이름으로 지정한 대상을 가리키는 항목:
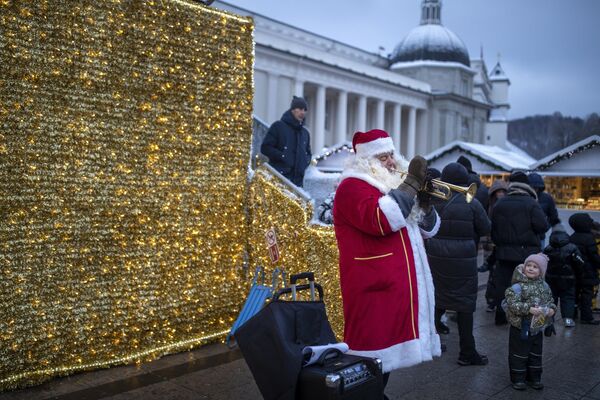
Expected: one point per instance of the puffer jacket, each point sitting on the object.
(287, 144)
(452, 253)
(517, 222)
(524, 294)
(565, 261)
(583, 238)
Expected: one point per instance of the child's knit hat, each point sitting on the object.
(541, 260)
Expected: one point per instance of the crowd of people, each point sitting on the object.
(407, 257)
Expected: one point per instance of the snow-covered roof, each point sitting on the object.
(589, 166)
(432, 63)
(498, 73)
(300, 49)
(431, 42)
(495, 158)
(290, 39)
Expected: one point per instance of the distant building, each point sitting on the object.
(427, 93)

§ 요구 사항:
항목 가운데 "Expected: one point per instance of the crowd"라는 문구가 들어 있는 줄부터 항목의 마지막 줄까지만, 양 끝을 포함하고 빈 줄은 빼서 '번호'와 '줄' 두 열로 된 마크다운 표로 옮겨 쓰세요.

§ 풀이 결과:
| 번호 | 줄 |
|---|---|
| 1 | Expected: one point per instance of the crowd of people, each point sitting on the object. |
| 2 | (407, 257) |
| 3 | Expected: one point per instance of the snow-covered roof, each point sitting on the object. |
| 4 | (589, 166) |
| 5 | (432, 63) |
| 6 | (498, 73) |
| 7 | (300, 49) |
| 8 | (431, 42) |
| 9 | (495, 158) |
| 10 | (290, 39) |
| 11 | Expected: one point per instance of the distant building, each point sitting on the object. |
| 12 | (427, 93) |